**Given instruction:**
Copy the following data line for line, with no changes.
* Start Record extracts *
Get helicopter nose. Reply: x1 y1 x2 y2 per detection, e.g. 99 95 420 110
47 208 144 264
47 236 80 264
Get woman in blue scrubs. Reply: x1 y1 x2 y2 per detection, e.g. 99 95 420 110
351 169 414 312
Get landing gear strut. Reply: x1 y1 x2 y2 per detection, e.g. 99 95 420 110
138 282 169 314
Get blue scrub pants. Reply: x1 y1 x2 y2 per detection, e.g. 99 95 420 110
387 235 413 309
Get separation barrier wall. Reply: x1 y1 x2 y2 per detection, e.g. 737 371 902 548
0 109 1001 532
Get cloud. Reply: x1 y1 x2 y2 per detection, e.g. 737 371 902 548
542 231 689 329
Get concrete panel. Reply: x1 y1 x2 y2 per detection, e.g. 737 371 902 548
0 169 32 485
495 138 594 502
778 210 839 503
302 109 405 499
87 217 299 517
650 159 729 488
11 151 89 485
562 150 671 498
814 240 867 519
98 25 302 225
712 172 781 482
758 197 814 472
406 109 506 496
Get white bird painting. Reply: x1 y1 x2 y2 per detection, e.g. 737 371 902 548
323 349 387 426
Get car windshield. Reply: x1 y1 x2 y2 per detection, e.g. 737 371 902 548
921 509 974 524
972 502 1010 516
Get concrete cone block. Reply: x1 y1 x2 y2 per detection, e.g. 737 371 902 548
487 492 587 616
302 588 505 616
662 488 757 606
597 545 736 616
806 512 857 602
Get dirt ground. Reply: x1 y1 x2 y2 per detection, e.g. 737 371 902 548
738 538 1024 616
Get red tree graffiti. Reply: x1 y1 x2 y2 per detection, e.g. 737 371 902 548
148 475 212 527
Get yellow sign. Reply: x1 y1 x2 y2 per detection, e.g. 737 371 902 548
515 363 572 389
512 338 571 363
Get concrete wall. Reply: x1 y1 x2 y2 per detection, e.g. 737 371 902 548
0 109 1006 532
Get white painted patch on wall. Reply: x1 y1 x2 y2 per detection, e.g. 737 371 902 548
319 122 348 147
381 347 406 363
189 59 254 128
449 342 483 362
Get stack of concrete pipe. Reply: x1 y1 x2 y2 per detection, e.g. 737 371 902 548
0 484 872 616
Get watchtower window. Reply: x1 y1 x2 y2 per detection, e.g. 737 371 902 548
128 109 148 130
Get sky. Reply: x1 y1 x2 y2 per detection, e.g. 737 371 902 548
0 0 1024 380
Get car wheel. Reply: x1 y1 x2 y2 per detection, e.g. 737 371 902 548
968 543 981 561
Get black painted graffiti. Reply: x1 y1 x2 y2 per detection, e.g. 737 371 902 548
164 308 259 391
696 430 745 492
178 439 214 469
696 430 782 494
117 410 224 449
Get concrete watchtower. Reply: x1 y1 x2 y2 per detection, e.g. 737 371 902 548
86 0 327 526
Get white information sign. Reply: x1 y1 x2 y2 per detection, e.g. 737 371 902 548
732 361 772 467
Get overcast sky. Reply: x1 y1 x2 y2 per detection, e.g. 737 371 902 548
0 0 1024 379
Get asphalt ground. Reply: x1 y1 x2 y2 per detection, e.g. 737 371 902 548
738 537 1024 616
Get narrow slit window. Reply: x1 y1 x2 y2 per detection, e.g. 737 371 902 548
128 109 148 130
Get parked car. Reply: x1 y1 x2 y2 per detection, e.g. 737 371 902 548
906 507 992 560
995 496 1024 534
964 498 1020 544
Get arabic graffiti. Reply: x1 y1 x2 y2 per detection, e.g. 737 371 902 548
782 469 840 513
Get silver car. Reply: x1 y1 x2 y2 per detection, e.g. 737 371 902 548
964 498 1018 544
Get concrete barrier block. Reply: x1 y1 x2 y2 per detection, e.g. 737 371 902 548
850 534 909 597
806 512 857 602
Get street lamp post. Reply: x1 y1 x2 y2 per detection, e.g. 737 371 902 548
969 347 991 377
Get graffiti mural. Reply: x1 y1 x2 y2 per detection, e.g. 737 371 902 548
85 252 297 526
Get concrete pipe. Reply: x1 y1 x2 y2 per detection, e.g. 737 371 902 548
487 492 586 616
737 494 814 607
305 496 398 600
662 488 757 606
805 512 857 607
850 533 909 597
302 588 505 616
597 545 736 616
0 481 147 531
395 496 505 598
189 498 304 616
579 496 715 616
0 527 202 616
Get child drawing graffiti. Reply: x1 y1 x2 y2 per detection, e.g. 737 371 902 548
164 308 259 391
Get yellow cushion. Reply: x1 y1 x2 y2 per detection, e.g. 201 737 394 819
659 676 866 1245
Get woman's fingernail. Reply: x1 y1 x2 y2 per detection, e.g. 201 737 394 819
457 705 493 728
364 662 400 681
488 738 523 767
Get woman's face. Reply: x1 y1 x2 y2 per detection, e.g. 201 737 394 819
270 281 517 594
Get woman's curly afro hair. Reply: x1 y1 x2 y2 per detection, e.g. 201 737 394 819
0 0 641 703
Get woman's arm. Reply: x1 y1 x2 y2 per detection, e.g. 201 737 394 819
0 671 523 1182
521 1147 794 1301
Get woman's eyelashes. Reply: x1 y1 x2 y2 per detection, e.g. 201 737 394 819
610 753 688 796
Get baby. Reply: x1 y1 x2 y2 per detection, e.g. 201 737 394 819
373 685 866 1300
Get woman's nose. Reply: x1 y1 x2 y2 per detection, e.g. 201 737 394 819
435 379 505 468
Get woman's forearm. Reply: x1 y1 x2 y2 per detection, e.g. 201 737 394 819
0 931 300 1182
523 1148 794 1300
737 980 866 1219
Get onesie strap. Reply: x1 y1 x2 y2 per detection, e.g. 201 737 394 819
* End Record extracts *
**Output for this task:**
Get helicopter nose. Reply: x1 y1 x2 y2 per detection, e.g. 99 95 420 110
47 208 144 264
47 236 80 264
Get woman in blue scrubs. Reply: x1 y1 x2 y2 per detection, e.g. 99 95 420 110
351 169 414 312
Get landing gear strut. Reply: x1 y1 x2 y2 per detection, e.g. 99 95 420 110
138 282 169 314
Get blue scrub pants. Reply: x1 y1 x2 y2 per detection, e.g. 99 95 420 110
387 235 413 309
Get separation barrier wall. Reply: x1 y1 x2 y2 per detection, e.g. 737 371 902 548
0 109 1001 532
Get cloud. Reply: x1 y1 x2 y2 per detection, e.g. 737 371 902 548
542 231 689 329
Get concrete panel. Reply: x1 y1 x2 y2 per detection, e.g. 737 371 902 548
0 169 32 485
495 138 594 502
778 210 839 503
302 109 405 499
87 217 299 517
650 159 729 488
11 151 89 485
562 150 671 498
814 240 867 519
98 25 302 225
712 172 781 482
758 197 814 472
406 109 506 496
Get white bird painting. Reply: x1 y1 x2 y2 per detection, e.g. 737 371 902 548
323 349 387 426
Get car windshield. Reply: x1 y1 x2 y2 per detection, e.g. 737 371 902 548
921 509 974 524
972 502 1010 516
Get concrete cone block. Reply: x1 y1 x2 y2 per detection, e.g. 737 371 902 548
487 492 587 616
302 588 505 616
662 488 757 606
597 545 736 616
806 512 857 602
Get dirt ground. Reply: x1 y1 x2 y2 per detection, e.g. 737 371 902 548
738 538 1024 616
Get red tree graffiti. Reply: x1 y1 x2 y2 per detection, e.g. 737 371 902 548
148 475 212 527
Get yellow sign. Reply: x1 y1 x2 y2 per detection, e.g. 737 371 902 548
515 363 572 389
512 338 571 363
Get concrete wall. Reply: x1 y1 x2 y2 per detection, e.g. 737 371 902 548
0 109 1006 532
Get white painted patch on wall. Reply: x1 y1 x2 y2 per detection, e.g. 737 371 902 548
319 122 348 147
381 347 406 363
189 59 254 128
449 342 483 362
Get stack of concrete pipe. Reply: x1 y1 x2 y2 per detection, e.g. 737 371 902 548
0 484 872 616
Get watchtower window. Reply: x1 y1 x2 y2 per detection, e.g. 737 371 902 548
128 109 148 130
Get sky. Reply: x1 y1 x2 y2 per detection, e.g. 737 371 902 548
0 0 1024 380
Get car wheel. Reply: x1 y1 x2 y2 per detection, e.g. 737 371 902 548
968 543 981 561
Get black painted graffiti. Reply: x1 y1 x2 y2 per detection, e.g. 737 371 902 548
164 308 259 391
696 430 745 492
178 439 214 469
696 430 782 494
117 410 224 449
Get concrete watchtower. Reply: x1 y1 x2 y2 per detection, e.g. 737 371 902 548
86 0 327 526
Get white information sign. Reply: x1 y1 x2 y2 per detection, e.g. 737 371 902 548
732 361 772 467
Get overcast sky. Reply: x1 y1 x2 y2 per detection, e.g. 737 371 902 548
0 0 1024 379
Get asphalt ground. Reply: x1 y1 x2 y2 per detection, e.g. 737 371 902 548
738 537 1024 616
Get narrow slit window. Reply: x1 y1 x2 y2 per detection, e.g. 737 371 902 548
128 109 148 130
Get parked car. Reply: x1 y1 x2 y2 per detection, e.g. 737 371 902 548
906 507 992 560
995 496 1024 534
964 498 1020 544
Get arabic graffiti. Reply: x1 y1 x2 y2 per detection, e.g. 737 371 902 548
782 469 840 513
Get silver car. Reply: x1 y1 x2 y2 per detection, e.g. 737 371 902 548
964 498 1018 544
Get concrete barrier block. Reply: x1 y1 x2 y2 per detection, e.g. 737 371 902 548
850 534 909 597
806 512 857 602
Get street lamp post. Reply: x1 y1 x2 y2 per detection, e.g. 737 371 902 548
969 347 991 377
Get graffiti mural. Reply: x1 y1 x2 y2 per detection, e.g. 737 371 902 548
85 252 297 526
Get concrete pipe. Reply: x1 y1 x2 y2 per detection, e.g. 737 371 902 548
487 492 586 616
737 494 814 607
305 496 398 600
662 488 757 606
805 512 857 607
850 533 909 597
302 588 505 616
597 545 736 616
0 481 147 531
395 496 505 598
189 498 304 616
579 496 715 616
0 527 202 616
Get child drawing graffiti. Reply: x1 y1 x2 y2 per detection, e.g. 737 371 902 548
164 308 259 391
Get yellow cushion. Reply: x1 y1 x2 y2 per detection, e.g. 201 737 394 819
659 676 866 1245
Get woman's fingernail. Reply: x1 y1 x2 y2 per detection, e.g. 201 737 394 819
457 705 493 728
364 662 400 681
488 738 523 767
Get woman's face. Reply: x1 y1 x2 y2 per detection, e.g. 201 737 394 819
270 281 517 594
Get woman's curly afro hair. Reply: x1 y1 x2 y2 per detection, e.g. 201 737 394 819
0 0 641 703
Get woman's arm. Reply: x1 y1 x2 y2 per detection, e.g. 201 737 394 819
0 671 523 1182
521 1147 794 1301
Get woman's eyelashes. Reply: x1 y1 x2 y2 per detection, e.g. 201 737 394 819
610 753 688 796
Get baby. Reply: x1 y1 x2 y2 per detection, e.g. 201 737 394 819
373 685 866 1300
Get woman's nose. Reply: x1 y1 x2 y2 per detection, e.g. 201 737 394 819
435 379 505 468
Get woman's forearm. Reply: x1 y1 x2 y2 per detection, e.g. 201 737 394 819
0 931 300 1182
523 1148 794 1300
737 980 866 1219
Get onesie strap. Reply: x1 y1 x2 y2 per detection, e.g. 201 737 394 819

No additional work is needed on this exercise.